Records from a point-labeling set
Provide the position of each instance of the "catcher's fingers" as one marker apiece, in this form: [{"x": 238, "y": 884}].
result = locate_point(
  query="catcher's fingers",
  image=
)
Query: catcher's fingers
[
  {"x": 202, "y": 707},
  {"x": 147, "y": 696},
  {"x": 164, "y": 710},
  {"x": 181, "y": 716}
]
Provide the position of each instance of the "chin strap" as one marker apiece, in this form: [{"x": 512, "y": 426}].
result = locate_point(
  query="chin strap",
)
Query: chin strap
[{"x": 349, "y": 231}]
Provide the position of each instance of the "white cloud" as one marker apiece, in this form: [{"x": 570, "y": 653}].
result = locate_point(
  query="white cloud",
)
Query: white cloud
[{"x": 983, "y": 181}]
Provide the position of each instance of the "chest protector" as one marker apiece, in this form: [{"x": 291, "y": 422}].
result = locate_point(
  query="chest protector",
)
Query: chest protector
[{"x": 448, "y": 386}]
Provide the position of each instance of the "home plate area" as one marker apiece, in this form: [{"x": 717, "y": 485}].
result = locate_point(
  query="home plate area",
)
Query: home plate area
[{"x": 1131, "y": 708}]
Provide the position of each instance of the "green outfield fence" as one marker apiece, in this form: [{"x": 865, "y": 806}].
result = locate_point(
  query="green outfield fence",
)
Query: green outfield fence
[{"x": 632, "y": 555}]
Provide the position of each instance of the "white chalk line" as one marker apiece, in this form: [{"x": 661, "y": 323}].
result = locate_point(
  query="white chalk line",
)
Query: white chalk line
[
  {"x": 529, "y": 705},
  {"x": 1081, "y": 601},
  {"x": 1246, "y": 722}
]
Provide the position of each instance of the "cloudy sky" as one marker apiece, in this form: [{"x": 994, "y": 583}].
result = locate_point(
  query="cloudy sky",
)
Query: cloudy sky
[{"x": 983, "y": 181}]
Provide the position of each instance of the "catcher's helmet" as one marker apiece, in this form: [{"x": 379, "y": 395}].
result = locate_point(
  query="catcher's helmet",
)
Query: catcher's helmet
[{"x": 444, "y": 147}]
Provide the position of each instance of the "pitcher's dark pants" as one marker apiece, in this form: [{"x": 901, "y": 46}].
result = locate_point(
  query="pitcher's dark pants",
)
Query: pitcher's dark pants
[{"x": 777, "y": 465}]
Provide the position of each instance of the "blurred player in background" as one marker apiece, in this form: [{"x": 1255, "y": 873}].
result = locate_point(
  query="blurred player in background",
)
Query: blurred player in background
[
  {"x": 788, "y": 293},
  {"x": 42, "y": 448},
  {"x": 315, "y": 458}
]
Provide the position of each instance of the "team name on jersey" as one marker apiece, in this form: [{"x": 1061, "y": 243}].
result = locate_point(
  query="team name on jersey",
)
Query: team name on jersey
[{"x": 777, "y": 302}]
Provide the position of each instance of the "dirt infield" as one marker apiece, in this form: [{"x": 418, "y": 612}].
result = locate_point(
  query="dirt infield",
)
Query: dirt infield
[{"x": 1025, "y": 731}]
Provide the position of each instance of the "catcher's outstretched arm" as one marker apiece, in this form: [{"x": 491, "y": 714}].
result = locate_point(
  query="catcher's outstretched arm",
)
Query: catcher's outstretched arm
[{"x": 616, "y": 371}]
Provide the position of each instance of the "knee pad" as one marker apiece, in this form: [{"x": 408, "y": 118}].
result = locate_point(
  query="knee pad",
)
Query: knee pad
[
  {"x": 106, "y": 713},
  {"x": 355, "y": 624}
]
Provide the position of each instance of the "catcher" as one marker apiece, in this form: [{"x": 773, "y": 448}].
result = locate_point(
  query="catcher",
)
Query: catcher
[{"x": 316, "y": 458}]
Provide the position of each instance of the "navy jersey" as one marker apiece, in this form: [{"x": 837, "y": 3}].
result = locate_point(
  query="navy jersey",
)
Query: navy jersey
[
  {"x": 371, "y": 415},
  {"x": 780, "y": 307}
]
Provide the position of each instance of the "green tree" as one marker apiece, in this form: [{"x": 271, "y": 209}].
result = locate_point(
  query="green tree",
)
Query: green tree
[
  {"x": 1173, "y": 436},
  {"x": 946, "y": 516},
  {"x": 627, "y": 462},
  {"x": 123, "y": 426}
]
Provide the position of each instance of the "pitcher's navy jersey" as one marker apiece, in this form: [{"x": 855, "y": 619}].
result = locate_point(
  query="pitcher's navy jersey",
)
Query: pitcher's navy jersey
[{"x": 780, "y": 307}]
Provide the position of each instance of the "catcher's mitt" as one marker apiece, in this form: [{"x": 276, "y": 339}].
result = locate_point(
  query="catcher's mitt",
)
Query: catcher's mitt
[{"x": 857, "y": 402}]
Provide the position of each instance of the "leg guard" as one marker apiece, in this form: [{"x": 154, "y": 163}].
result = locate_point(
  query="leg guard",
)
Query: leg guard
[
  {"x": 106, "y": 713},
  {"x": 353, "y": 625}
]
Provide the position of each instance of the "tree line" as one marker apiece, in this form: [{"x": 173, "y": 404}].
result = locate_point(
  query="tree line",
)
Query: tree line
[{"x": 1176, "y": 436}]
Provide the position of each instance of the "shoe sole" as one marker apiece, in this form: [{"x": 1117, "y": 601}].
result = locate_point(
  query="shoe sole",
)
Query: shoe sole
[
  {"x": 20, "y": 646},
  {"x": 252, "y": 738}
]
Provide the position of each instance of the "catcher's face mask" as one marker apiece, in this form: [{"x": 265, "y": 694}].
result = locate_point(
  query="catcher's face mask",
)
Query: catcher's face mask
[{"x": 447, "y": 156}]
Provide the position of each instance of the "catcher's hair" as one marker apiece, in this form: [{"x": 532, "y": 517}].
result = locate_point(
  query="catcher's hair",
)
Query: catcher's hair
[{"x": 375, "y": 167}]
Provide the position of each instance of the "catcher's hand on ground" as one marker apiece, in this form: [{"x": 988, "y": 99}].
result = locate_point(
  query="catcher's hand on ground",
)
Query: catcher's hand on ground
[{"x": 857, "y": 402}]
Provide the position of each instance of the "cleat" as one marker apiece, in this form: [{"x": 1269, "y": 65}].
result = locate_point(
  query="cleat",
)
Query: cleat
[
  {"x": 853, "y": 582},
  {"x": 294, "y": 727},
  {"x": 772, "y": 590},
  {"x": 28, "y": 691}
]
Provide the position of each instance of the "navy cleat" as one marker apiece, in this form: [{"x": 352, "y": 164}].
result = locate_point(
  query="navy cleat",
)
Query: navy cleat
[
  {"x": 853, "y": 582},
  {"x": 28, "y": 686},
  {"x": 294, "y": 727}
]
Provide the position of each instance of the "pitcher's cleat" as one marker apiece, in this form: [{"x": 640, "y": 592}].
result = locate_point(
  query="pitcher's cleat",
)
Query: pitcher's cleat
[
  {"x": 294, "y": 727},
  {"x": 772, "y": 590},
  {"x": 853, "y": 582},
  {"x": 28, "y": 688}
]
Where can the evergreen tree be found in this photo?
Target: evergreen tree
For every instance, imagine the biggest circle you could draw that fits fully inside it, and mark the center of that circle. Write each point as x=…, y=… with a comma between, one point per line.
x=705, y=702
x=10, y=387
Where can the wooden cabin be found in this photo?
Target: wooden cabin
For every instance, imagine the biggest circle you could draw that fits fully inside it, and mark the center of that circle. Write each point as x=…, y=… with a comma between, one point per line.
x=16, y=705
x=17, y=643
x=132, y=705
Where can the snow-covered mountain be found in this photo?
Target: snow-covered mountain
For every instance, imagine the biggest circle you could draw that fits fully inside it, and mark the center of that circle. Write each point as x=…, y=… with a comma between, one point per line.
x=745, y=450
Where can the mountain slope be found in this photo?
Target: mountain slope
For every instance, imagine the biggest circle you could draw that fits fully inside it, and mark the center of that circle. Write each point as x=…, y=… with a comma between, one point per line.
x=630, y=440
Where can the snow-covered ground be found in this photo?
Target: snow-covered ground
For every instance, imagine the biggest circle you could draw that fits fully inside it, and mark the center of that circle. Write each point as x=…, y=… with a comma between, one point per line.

Exercise task
Reproduce the stretch from the line containing "Where can the snow-covered mountain" through the end of the data, keeping every line unchanged.

Full output
Where can the snow-covered mountain be found in this photo?
Target: snow-covered mountain
For every instance, imagine the biggest circle you could draw that fits fully inside it, and mark the center of that circle. Write each point as x=…, y=… with a comma between, one point per line.
x=745, y=450
Where can the mountain slope be found in this photo?
Target: mountain slope
For every instance, imagine the biggest circle you could draw that fits fully inside it, and mark the center of that circle. Write each point as x=…, y=… with a comma between, one point per line.
x=630, y=440
Where can the snow-covered ground be found in this photo?
Target: snow-covered ground
For every instance, imagine the biggest circle you could draw that fits fully inside it, and mark the center of that circle. Write each point as x=…, y=… with a comma between, one point per line.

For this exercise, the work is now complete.